** Start Record list **
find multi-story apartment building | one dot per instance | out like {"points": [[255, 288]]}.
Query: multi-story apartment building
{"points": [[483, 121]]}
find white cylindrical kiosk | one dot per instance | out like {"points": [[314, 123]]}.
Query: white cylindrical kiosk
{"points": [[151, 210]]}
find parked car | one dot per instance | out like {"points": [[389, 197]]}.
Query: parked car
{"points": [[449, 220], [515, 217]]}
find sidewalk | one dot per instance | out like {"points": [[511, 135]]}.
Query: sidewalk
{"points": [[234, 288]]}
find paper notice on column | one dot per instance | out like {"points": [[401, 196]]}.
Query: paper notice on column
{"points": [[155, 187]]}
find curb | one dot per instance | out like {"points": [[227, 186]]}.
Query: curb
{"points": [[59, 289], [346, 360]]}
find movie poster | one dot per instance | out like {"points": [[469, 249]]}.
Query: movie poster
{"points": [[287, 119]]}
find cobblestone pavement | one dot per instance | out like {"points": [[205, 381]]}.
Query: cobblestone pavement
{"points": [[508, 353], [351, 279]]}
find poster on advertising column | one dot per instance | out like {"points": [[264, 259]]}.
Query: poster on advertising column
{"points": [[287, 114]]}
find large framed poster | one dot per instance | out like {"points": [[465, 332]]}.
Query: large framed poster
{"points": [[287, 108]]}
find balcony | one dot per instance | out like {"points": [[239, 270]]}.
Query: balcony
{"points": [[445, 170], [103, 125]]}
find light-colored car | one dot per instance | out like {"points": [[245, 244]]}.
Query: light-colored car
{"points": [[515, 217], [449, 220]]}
** End Record list **
◆ Exercise requirements:
Starting at the line above that contains "find large framed" and continuing through the end of the material, rewrite those lines as a numbered list, leaving out any blank lines.

◆ Task response:
1. find large framed poster | one dot per instance | out like {"points": [[465, 332]]}.
2. Query: large framed poster
3. {"points": [[287, 108]]}
4. find balcony | one dot per instance | out like {"points": [[239, 270]]}.
5. Query: balcony
6. {"points": [[445, 170], [103, 125]]}
7. find light-colored car | one dot per instance | out like {"points": [[245, 244]]}.
8. Query: light-colored car
9. {"points": [[515, 217], [449, 220]]}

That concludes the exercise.